### PROBLEM REQUIREMENTS
An exact transcription of every entry is required, with the images left out.

### DATA PROVIDED
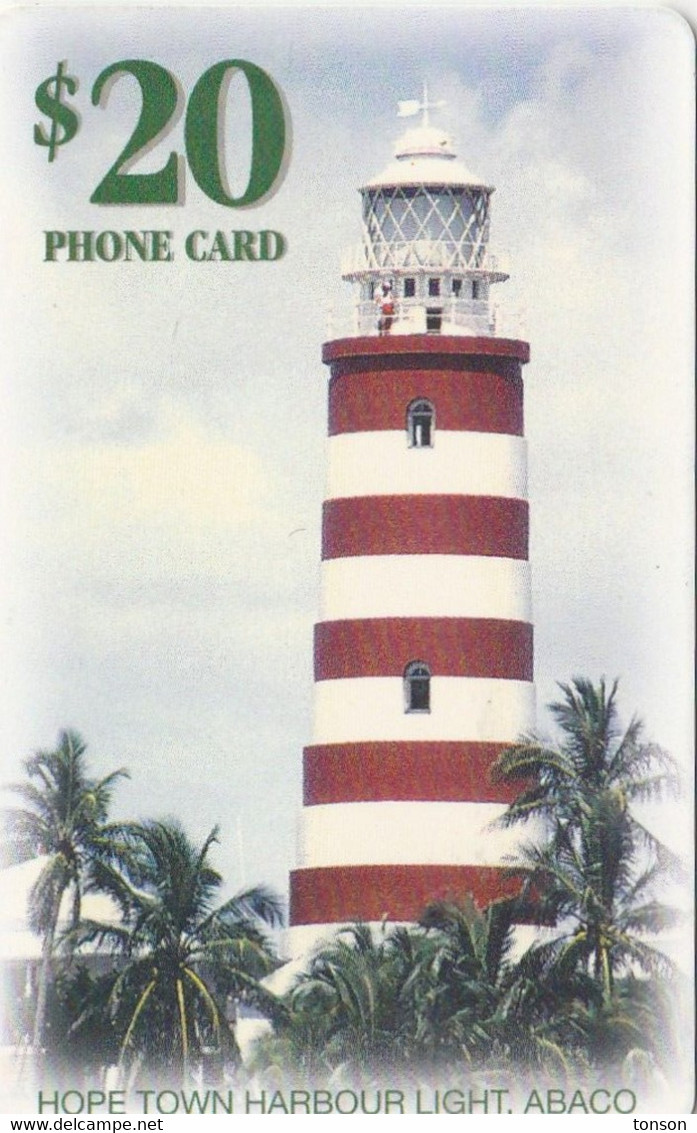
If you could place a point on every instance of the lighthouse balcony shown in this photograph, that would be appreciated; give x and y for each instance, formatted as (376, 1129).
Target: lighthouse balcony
(428, 316)
(467, 256)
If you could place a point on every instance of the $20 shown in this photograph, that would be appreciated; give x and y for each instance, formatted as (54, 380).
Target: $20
(202, 133)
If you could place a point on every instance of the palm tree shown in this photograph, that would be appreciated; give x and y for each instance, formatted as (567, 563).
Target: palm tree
(598, 866)
(180, 957)
(64, 818)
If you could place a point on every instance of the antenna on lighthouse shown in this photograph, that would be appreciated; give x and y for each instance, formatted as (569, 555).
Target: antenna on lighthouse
(410, 107)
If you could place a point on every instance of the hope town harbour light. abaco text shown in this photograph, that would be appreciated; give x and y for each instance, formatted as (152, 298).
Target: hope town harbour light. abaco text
(158, 246)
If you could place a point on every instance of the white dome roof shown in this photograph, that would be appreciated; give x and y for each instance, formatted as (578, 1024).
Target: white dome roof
(424, 155)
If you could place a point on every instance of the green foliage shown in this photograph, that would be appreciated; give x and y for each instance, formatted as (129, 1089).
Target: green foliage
(184, 961)
(452, 994)
(64, 820)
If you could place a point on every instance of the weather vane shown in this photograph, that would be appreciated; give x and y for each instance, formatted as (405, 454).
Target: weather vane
(413, 105)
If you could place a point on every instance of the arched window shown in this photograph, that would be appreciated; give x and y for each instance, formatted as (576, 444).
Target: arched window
(421, 424)
(417, 687)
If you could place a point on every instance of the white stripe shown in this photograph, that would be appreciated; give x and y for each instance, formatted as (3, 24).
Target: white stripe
(406, 834)
(426, 586)
(461, 708)
(459, 463)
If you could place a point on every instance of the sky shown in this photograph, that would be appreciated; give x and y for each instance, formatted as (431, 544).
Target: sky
(163, 425)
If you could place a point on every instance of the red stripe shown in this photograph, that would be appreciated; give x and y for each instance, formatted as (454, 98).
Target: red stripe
(465, 400)
(441, 347)
(450, 646)
(400, 772)
(474, 383)
(400, 893)
(416, 525)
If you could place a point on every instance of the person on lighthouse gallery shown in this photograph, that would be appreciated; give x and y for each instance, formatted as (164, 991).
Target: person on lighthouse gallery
(385, 308)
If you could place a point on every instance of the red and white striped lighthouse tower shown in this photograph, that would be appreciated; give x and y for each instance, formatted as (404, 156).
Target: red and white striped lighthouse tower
(424, 650)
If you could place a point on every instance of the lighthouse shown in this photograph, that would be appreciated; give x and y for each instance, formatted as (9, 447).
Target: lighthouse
(423, 654)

### EXERCISE RESPONSE
If you could place a point on every instance of the lighthouse balcony shown in this photograph, that would be appreciated; give x and y for each instance, formatted as (376, 1129).
Target: lighthouse balcony
(428, 316)
(467, 256)
If you could place a point on every instance of the $20 shown in this photograph, that would be appreciated; give x and y for each instance, formatted as (54, 380).
Target: $20
(202, 133)
If you could place a point on every instance of the palm tree shown in this photograph, that would be appreciated; give x and y for each instance, formatted as (567, 563).
Target: palm tree
(598, 866)
(180, 957)
(64, 818)
If you could place a point on every instance of the antenna on lighthouse shown in this photograph, that would be appreciated; give x and y for each instance, formatted as (569, 555).
Target: antenna on lighthouse
(410, 107)
If you could place a point on every instance of the hope town harbour light. abaco text shown in this photograph, that would be appreciated; give x and y for each instance, formatted as (152, 298).
Target: hope town harbour light. abaco text
(158, 246)
If you could place a point on every instance of the white dome roof shown in this photograph, that would be appreciated; give x and y for each instance, formatted as (578, 1024).
Target: white dome roof
(424, 155)
If you could place a point on every instance of the green foliage shown in this photograph, that would be appreciated; give x and y for each instance, formatted as (129, 1089).
Target: green foliage
(184, 961)
(452, 994)
(64, 820)
If you could place a point on every instance of the weather vane shown in this photograph, that would be appreciated; give x and y for each instance, formatted as (405, 454).
Target: weather vane
(413, 105)
If you could place a point on every instance of the arched window shown in this photograph, that would be appreciated; give x and y for each instance, formatted as (576, 444).
Target: arched window
(421, 424)
(417, 687)
If you could place a point on every instance of the white stripe shown in this photograph, that would be appreciated; give x and y for each instance, formatted as (3, 24).
Target: white stripe
(406, 834)
(426, 586)
(461, 708)
(459, 463)
If you could place a point on every instance of the sky shown in this photograph, that would be appreciated; give x and y for each instance, formatted as (431, 544).
Target: sky
(163, 425)
If you could place a point on every instance of the red stripe shown in this photograph, that would be appreciated; give x and y for each instance, formatted as (454, 98).
Target: red stripe
(465, 400)
(441, 347)
(450, 646)
(400, 772)
(474, 383)
(400, 893)
(416, 525)
If you could place a point on every instance of the person on lighthouse gallery shown in this photograph, that would be appreciated; give x and y for each instance, formatted as (164, 991).
Target: person on lighthouse gallery
(385, 308)
If you could place a point on every instance of the red and white striped lighthouse tower shown in this photograph, that would be appreciated; give x and y for each instance, formatted as (404, 156).
Target: red and white striped lighthouse tower
(424, 650)
If you could place a point on every instance of the lighthouse shown in this photograph, that would be appreciated; give x and y for each instance, formatted as (9, 447).
Target: lighthouse
(423, 654)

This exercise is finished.